## What is asked
Pull every line out of the records below and write each one down word for word.

### Input for this task

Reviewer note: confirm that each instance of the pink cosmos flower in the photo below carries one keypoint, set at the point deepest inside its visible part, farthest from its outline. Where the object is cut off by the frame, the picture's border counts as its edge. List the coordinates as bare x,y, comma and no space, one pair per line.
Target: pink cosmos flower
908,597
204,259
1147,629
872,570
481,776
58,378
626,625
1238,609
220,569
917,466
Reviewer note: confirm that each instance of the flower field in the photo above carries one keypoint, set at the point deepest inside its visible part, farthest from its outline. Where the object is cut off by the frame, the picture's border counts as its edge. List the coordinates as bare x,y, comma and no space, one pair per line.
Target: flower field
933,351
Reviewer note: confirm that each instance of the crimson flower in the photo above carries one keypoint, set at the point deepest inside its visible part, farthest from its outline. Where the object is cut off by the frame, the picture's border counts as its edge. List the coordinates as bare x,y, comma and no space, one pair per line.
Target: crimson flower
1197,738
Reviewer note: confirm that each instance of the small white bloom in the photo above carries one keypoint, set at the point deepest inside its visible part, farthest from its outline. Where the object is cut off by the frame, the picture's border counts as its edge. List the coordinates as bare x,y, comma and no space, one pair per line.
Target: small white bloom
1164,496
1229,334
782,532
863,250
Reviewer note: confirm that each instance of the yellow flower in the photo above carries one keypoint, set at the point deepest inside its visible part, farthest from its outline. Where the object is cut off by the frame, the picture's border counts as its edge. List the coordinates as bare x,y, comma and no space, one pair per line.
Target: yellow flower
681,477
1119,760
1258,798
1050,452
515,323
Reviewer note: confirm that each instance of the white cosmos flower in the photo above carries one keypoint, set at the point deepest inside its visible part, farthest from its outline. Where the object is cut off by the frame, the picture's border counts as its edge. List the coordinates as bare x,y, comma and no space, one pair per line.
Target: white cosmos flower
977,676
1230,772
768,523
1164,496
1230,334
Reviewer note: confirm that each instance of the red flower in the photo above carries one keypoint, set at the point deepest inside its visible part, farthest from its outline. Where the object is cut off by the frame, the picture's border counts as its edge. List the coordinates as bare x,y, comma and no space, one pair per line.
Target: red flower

######

## Answer to the task
Reviewer note: confirm that each instance of the pink cosmos flower in the photo below carries one keypoint, set at the point deepest inside its visible part, farthest from its outline. Where the object is cut off by the frame, the picture's border counts as its edge. List the coordinates as bare x,y, comma and no space, one pair per line.
Target: pink cosmos flower
908,597
204,259
1147,629
872,570
481,776
58,378
626,625
1238,609
220,569
917,466
Reviewer note: confirm that each instance of the flower field in the photo above carries one keypoint, set at the point deepest inside its visible part, farthest from its outline. Where the object is cut off by the frame, the picture's border counts as its edge. List the coordinates as bare x,y, comma and no space, one pair per line.
Target: flower field
933,351
Reviewer note: confirm that each instance of the crimson flower in the photo above carries one keypoint, set at the point deepest inside its visible part, farthest from its outline. Where the object is cut off by the frame, the picture's border counts as its edge. List the coordinates as bare x,y, comma and no space, one pair per line.
Target: crimson flower
1197,738
Reviewer note: confirm that each instance of the small white bloom in the photo above carries one keypoint, set at the point deepest inside its visible part, farthest from its outline. Where the object is cut off by the frame, the picture's border counts as its edge. List the coordinates as bare x,y, comma and no space, one pair per line.
Target: small white bloom
1164,496
1229,334
782,532
863,250
Reviewer note: confirm that each instance of the yellow flower in the photo above carries one keypoint, set at the point deepest inside its visible part, farthest from its outline. Where the object is cut off by the frame, the picture's border counts as its edge. List the coordinates as bare x,y, comma and no space, one pair per line.
Target: yellow flower
681,477
1119,760
1258,798
1050,452
515,323
Reviewer note: confirm that each instance of the white cosmos flower in the photo above carries one keypoint, set at the point deepest inside its visible part, farthest from its outline. Where the object is cut off by the frame, the picture's border counts as its edge. List the coordinates as bare x,y, comma and no space, one pair per line.
Target: white cosmos flower
977,676
1230,772
768,523
1164,496
1230,334
Reviewer note: confirm that each instance of the red flower in the photo above carries one keypoint, set at the point deepest inside its visible part, farthest from its outline. Where the object is cut off by the frame, the picture's border counts as its edge. List the coordinates as bare x,y, comma and no space, one pair per line.
Target: red flower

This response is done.